→ EXERCISES
1) From the essay on political conversation below, transcribe the passage starting at "I’m skeptical of" and ending at "below the belt.".
2) Report how many lines of the entries contain the string "blue", treating case as significant; give only the number.

→ PASSAGE PROVIDED
-- -- --
Political conversation is dicey and dangerous. Defending one’s own party or dishing on the opponents of that party can bring out the worst in people. When it comes to politics, everybody wants his or her side to be right, and many will defend that side—even if it means creating excuses or making an issue out of something that would normally not matter. While I myself fall somewhere in the middle, I have friends who are very conservative and friends who are very liberal. Perhaps it’s because I respect and agree with each of them on different issues that I find political discussion to be rather awkward.

I’m skeptical of political rhetoric, and aware that what we see in the media is tainted—it’s only half the story, if that. Consequently, when someone starts bashing a candidate, I am most likely to look for the other side of the argument, or find a way to defend that candidate. This is particularly true when the attacks have nothing to do with beliefs or policy. I’m sorry, but word plays on Obama’s name, comparisons between Palin and Clinton’s looks, or jokes about McCain’s age are simply below the belt.

When it comes to true issues, I think it is important to remember that no source is truly unbiased. The lens through which we are invited to view a candidate, election, or issue will color the way we see that issue, and it is important to recognize that lens and do our best to see beyond it—to understand that there is another perspective, or way of seeing.

Politicians, and those well-versed in political discussion, are masters at angling the lens through which we view the issue. It is for this reason that I am wary of political rhetoric, and suspicious of what happens when we get too caught up either in the media, or in the desire to prove that our own party is right. Often, what happens is that we forget about the issues, we cling only to the facts that are convenient, and we begin attacking individuals.
-- -- --
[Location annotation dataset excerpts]
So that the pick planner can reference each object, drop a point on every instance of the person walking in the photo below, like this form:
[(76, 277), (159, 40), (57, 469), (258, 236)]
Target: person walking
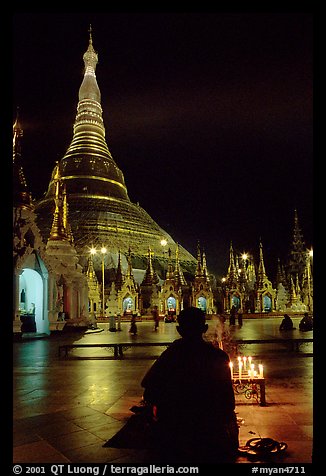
[(133, 325), (190, 390)]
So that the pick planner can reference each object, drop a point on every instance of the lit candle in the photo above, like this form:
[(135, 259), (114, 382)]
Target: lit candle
[(231, 368)]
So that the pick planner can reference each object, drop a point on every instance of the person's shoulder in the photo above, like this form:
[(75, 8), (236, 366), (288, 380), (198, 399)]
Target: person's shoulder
[(215, 351)]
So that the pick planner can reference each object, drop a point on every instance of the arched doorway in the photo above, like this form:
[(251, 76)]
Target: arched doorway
[(171, 305), (31, 292), (267, 303), (202, 302), (235, 301)]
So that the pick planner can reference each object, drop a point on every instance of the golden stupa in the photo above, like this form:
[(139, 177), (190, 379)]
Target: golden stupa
[(100, 212)]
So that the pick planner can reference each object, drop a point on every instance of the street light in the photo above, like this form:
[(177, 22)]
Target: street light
[(309, 260), (103, 250), (164, 243)]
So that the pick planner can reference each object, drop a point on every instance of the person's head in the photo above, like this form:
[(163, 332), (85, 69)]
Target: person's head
[(191, 322)]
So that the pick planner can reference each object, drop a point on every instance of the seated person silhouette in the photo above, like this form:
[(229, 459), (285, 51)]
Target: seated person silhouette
[(306, 323), (190, 389), (287, 323)]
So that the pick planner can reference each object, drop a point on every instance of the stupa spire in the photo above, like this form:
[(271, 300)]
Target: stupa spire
[(22, 197), (100, 210)]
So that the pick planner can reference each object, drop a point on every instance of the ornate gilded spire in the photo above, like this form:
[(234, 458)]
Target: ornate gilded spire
[(169, 272), (150, 276), (119, 276), (204, 267), (261, 266), (66, 224), (178, 274), (232, 277), (58, 231), (22, 197), (89, 88), (199, 268)]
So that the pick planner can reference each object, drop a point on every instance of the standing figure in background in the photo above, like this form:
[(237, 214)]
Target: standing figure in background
[(133, 326), (233, 313), (306, 323)]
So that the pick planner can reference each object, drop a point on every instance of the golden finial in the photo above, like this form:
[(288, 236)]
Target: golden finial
[(90, 34)]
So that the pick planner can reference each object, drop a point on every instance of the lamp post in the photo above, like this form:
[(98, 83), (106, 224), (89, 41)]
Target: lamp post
[(309, 259), (164, 243), (103, 250)]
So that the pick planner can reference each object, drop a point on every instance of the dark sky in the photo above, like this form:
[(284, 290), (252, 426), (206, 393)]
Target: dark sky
[(208, 115)]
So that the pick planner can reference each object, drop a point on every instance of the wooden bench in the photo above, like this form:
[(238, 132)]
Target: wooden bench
[(127, 345), (67, 347), (118, 347)]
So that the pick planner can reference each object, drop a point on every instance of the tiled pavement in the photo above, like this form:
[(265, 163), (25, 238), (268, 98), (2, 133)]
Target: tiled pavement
[(65, 409)]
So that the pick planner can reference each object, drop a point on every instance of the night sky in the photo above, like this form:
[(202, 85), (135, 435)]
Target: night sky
[(208, 115)]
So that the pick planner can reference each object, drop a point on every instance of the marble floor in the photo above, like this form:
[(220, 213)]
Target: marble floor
[(64, 409)]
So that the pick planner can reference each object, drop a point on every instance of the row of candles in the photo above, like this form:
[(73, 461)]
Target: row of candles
[(246, 369)]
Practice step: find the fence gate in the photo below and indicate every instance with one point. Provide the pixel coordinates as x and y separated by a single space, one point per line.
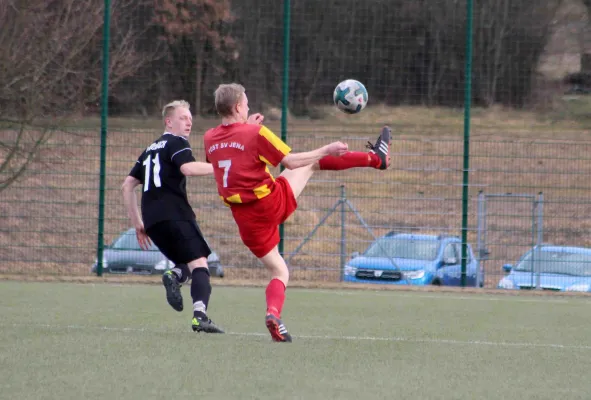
508 225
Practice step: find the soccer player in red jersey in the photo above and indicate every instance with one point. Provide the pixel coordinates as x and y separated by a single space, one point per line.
241 149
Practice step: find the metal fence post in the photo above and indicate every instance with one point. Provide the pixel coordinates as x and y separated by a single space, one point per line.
104 117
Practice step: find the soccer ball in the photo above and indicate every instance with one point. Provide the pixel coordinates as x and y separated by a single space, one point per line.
350 96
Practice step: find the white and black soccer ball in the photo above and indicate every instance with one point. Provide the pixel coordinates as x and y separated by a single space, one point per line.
350 96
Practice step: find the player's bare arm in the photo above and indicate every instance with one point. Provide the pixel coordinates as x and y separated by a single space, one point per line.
197 168
130 200
298 160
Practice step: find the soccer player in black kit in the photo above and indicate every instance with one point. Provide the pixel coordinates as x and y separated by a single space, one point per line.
167 219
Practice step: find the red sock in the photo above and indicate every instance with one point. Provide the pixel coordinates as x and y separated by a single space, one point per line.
348 160
275 297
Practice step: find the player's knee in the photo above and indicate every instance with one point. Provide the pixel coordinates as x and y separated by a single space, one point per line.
198 263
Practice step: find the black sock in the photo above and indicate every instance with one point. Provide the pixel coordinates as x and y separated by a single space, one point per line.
182 273
200 291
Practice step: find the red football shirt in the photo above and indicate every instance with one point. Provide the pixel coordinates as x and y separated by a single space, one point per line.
240 154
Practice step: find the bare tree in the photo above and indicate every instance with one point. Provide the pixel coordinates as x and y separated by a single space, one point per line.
50 67
194 30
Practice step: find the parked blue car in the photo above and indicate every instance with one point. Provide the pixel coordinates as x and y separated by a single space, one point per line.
412 259
547 267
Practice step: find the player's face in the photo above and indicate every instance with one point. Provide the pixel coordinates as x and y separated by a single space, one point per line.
180 122
242 108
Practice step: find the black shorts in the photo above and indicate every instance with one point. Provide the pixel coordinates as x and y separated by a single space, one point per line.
180 241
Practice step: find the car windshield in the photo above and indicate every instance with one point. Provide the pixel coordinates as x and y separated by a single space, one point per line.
404 248
556 262
128 241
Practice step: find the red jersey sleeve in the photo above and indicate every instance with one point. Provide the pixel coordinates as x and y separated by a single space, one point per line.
271 148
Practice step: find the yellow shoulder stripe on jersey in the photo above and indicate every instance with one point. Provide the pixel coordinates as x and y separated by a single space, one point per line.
235 198
262 191
263 159
274 140
269 172
224 201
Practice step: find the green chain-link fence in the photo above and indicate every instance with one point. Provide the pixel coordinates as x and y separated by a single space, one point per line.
529 122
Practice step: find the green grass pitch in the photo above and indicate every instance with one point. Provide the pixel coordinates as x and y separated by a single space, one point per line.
101 341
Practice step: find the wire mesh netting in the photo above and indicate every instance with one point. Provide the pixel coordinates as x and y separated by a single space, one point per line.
529 125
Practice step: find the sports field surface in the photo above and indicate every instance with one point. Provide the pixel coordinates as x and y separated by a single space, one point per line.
104 341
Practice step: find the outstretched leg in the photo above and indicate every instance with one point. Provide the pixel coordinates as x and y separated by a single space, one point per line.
378 157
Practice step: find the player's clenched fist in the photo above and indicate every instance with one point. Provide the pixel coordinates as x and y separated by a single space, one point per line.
255 119
337 148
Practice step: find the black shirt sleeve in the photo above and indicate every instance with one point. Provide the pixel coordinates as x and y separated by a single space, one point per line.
136 171
180 152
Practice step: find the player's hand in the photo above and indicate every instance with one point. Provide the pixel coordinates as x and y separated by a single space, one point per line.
255 119
142 238
337 149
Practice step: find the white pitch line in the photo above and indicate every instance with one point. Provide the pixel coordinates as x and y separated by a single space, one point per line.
476 296
325 337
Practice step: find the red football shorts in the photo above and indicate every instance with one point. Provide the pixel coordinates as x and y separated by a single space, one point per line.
258 222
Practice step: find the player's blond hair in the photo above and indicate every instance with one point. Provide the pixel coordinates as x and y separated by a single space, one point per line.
168 109
227 95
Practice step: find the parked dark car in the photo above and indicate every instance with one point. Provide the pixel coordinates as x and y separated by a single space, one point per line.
124 256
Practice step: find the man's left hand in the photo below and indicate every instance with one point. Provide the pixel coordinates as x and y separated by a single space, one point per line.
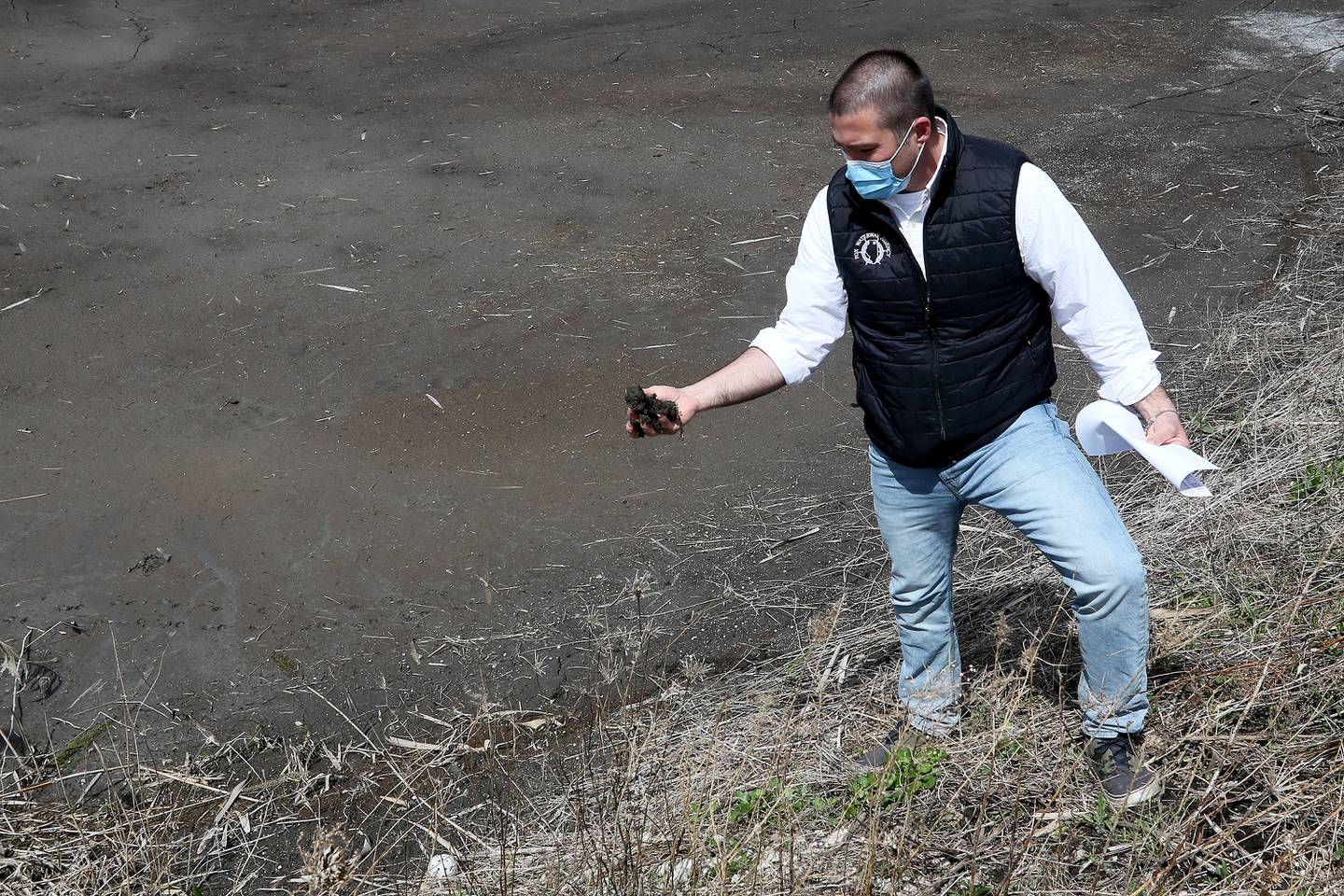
1167 428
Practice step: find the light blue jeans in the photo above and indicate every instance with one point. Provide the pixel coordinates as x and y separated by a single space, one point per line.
1036 479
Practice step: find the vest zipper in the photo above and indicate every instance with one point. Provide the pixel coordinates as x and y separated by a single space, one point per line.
937 378
933 340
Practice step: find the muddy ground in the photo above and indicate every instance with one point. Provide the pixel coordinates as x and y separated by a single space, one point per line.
335 303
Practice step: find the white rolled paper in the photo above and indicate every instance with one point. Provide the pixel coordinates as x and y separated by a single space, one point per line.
1106 427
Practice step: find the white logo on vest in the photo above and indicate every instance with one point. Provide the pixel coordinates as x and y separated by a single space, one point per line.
871 248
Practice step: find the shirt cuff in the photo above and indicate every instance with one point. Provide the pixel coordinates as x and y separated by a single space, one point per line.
791 364
1133 382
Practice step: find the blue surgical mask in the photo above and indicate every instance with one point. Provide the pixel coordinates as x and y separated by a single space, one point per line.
875 179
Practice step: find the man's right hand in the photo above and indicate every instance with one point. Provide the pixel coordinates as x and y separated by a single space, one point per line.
686 409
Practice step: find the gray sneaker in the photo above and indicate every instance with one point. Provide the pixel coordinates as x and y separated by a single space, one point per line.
1126 779
903 736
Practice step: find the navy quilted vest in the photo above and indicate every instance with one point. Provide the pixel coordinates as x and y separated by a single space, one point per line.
944 363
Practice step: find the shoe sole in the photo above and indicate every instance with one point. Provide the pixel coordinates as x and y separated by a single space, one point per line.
1136 797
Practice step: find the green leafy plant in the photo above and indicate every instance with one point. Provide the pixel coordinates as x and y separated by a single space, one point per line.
1317 480
906 774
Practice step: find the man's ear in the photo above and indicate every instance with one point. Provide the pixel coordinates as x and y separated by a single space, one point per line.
924 128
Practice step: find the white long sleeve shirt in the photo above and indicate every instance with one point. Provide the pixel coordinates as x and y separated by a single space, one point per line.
1087 299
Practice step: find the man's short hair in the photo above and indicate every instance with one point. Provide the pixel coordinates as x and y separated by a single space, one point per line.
889 82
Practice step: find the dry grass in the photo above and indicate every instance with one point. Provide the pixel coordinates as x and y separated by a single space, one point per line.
736 780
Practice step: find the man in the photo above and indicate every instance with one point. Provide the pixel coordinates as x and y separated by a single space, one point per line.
950 256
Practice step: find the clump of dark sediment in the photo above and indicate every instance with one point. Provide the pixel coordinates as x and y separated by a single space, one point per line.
650 410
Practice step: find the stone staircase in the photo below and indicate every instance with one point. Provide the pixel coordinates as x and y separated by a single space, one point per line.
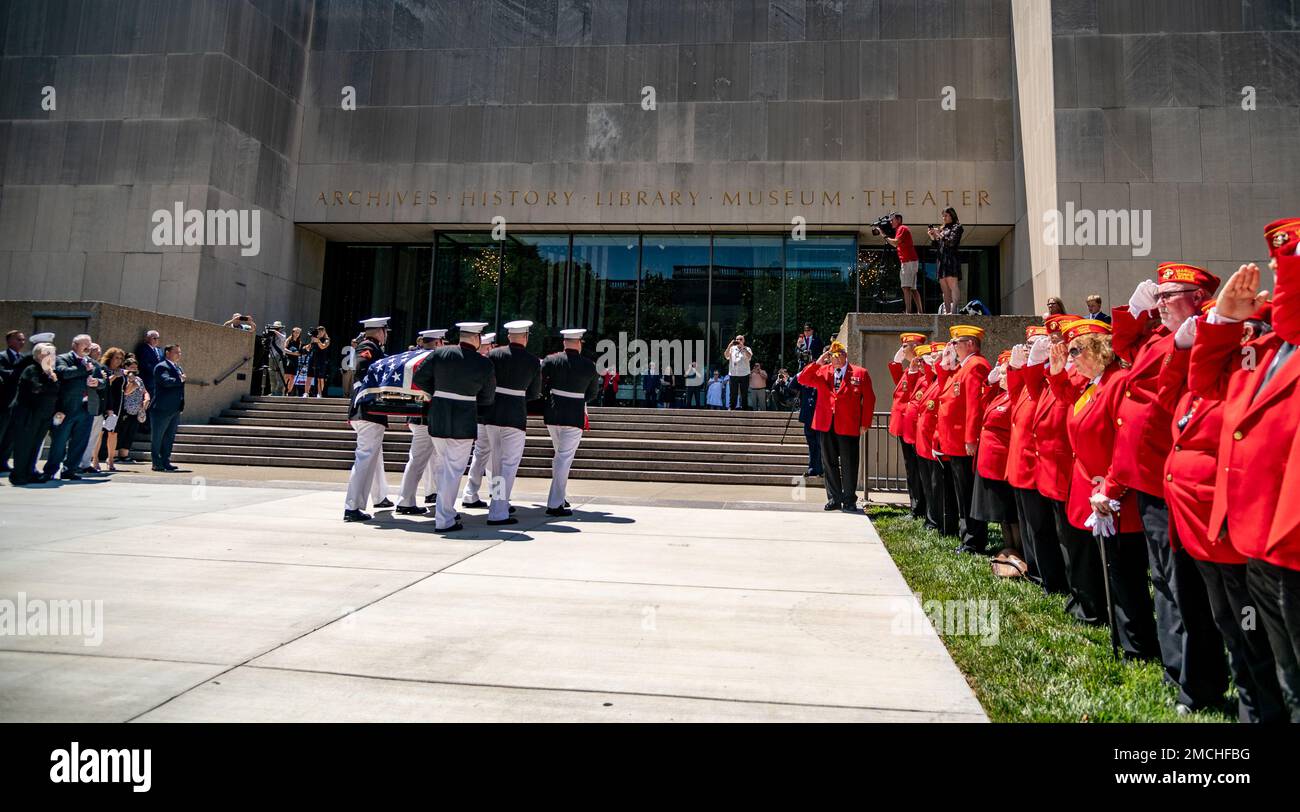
624 443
-- -- --
→ ANSWERS TO THE EXERCISE
1)
I’m skeptical of political rhetoric, and aware that what we see in the media is tainted—it’s only half the story, if that. Consequently, when someone starts bashing a candidate, I am most likely to look for the other side of the argument, or find a way to defend that candidate. This is particularly true when the attacks have nothing to do with beliefs or policy. I’m sorry, but word plays on Obama’s name, comparisons between Palin and Clinton’s looks, or jokes about McCain’s age are simply below the belt.

2) 3